··· Available data ···

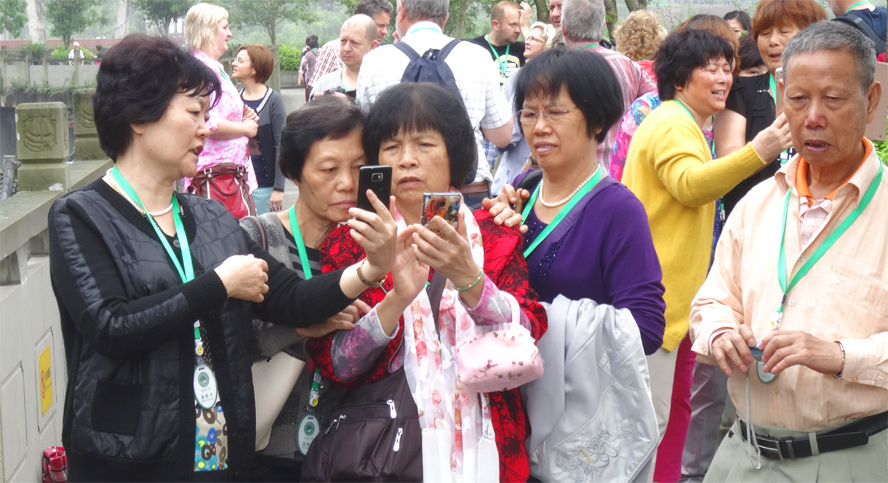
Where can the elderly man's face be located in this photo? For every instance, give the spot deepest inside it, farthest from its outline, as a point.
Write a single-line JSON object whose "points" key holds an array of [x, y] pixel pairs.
{"points": [[826, 108]]}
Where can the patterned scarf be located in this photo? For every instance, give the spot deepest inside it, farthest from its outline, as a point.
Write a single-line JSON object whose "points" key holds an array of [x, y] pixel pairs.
{"points": [[457, 431]]}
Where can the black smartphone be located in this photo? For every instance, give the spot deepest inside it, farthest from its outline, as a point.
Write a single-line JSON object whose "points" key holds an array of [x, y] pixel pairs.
{"points": [[446, 205], [378, 179]]}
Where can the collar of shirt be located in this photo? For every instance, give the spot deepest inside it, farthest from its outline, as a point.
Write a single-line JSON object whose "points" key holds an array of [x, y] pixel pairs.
{"points": [[788, 176], [422, 26]]}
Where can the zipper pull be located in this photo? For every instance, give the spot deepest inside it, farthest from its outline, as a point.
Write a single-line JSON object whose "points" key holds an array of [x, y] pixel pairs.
{"points": [[397, 445], [392, 412]]}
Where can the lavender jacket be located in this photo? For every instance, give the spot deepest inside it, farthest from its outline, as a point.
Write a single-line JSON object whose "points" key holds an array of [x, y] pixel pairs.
{"points": [[606, 255]]}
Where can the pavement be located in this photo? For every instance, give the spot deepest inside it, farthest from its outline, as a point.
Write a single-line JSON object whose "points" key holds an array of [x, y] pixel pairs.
{"points": [[293, 99]]}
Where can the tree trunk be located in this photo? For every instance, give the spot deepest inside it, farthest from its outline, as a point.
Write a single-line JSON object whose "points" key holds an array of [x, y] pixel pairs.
{"points": [[461, 9], [634, 5], [542, 11], [36, 22], [610, 8], [122, 24]]}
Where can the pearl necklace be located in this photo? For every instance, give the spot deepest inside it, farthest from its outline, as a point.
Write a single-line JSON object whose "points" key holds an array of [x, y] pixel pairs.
{"points": [[136, 205], [565, 200]]}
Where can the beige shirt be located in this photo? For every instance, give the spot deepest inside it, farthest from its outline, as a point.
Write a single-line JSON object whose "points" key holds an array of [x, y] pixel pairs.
{"points": [[843, 297]]}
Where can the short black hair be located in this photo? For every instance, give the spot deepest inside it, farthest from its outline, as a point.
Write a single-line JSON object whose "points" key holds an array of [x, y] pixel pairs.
{"points": [[415, 107], [590, 82], [750, 56], [323, 118], [137, 79], [681, 53], [742, 17]]}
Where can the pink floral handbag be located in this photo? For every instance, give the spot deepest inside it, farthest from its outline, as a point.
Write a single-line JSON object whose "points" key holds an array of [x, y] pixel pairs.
{"points": [[500, 357]]}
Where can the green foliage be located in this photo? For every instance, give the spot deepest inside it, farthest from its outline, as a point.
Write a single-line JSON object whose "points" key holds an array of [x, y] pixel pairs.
{"points": [[70, 17], [60, 52], [290, 57], [37, 50], [269, 14], [12, 16], [162, 12]]}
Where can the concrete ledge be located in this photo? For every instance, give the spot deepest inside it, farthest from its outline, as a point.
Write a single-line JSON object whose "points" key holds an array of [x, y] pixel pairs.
{"points": [[23, 216]]}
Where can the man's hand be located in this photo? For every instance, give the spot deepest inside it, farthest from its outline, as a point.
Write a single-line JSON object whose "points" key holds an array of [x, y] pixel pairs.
{"points": [[731, 348], [783, 349]]}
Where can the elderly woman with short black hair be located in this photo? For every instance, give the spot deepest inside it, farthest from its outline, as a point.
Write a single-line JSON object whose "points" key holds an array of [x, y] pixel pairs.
{"points": [[420, 130], [156, 289], [252, 66], [670, 167]]}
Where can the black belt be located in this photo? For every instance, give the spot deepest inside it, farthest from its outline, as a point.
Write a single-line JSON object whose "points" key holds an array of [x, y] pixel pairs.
{"points": [[847, 436]]}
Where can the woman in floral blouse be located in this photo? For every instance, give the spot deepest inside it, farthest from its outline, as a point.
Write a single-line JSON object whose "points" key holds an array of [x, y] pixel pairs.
{"points": [[420, 130], [231, 123]]}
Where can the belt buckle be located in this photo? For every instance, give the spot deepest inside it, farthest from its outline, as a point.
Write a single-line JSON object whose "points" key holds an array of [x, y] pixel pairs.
{"points": [[770, 447]]}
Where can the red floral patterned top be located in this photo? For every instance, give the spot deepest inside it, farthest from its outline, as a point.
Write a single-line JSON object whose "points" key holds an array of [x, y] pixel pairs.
{"points": [[505, 266]]}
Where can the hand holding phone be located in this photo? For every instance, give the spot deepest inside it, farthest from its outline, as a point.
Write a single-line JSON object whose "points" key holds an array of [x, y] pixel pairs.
{"points": [[446, 205], [378, 179]]}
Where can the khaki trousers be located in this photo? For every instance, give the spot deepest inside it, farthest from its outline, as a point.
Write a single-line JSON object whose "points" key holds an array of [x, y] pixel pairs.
{"points": [[862, 463]]}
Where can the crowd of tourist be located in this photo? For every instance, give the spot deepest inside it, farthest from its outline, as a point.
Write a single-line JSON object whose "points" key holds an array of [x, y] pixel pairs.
{"points": [[660, 256]]}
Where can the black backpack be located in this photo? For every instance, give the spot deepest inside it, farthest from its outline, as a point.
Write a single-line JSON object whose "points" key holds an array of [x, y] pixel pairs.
{"points": [[857, 22], [430, 67]]}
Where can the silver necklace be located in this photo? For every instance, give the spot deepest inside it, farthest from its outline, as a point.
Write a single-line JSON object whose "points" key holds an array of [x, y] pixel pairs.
{"points": [[565, 200], [136, 205]]}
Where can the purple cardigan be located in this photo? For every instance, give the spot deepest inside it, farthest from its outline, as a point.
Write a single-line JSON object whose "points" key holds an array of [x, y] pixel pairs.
{"points": [[607, 256]]}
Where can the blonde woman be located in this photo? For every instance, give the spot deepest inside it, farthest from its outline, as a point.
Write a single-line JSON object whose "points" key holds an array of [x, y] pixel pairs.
{"points": [[231, 124], [639, 37]]}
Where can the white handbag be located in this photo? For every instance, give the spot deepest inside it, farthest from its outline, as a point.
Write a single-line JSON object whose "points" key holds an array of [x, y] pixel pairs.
{"points": [[273, 381]]}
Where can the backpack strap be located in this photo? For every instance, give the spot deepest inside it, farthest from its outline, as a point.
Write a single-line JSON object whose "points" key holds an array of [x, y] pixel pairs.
{"points": [[442, 54], [857, 22], [408, 50]]}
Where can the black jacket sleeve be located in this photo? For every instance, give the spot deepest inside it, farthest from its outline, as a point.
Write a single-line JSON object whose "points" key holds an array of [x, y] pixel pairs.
{"points": [[91, 291]]}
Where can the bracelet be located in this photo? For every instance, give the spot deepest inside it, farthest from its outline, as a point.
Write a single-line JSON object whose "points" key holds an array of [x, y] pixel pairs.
{"points": [[838, 375], [366, 282], [463, 289]]}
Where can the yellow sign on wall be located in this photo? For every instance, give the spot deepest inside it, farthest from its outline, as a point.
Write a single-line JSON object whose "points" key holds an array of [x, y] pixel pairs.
{"points": [[46, 380]]}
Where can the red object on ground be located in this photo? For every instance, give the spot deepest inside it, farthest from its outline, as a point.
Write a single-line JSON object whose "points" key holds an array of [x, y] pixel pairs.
{"points": [[55, 464]]}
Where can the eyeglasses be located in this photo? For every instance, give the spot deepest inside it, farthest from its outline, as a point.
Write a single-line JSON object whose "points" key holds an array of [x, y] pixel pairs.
{"points": [[551, 114]]}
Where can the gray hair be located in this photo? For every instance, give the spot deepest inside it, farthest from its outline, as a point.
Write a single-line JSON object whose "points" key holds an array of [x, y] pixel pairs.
{"points": [[583, 19], [356, 22], [434, 10], [837, 37]]}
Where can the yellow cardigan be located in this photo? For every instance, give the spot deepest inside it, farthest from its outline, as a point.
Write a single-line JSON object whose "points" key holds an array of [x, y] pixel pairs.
{"points": [[670, 169]]}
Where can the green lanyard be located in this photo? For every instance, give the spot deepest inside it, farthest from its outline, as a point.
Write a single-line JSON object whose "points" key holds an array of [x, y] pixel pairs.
{"points": [[186, 268], [852, 7], [300, 245], [821, 250], [314, 393], [593, 181], [711, 147], [504, 65]]}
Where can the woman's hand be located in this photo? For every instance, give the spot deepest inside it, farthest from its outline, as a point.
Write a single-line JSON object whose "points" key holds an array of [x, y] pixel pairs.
{"points": [[344, 320], [446, 250], [773, 140], [409, 275], [250, 128], [377, 233], [276, 203], [244, 277], [506, 207], [250, 114]]}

···

* [Exercise goal]: Wherever the word "yellow" occurs in a line of the listing, copy that line.

* [Worked solution]:
Where can the yellow sign on wall be located in this photo? For every instance, give the spot deepest inside it, farthest from its outline, as a point.
Where can the yellow cardigan be located in this photo? For every instance, give the spot deepest inside it, farthest from its outline, as a point.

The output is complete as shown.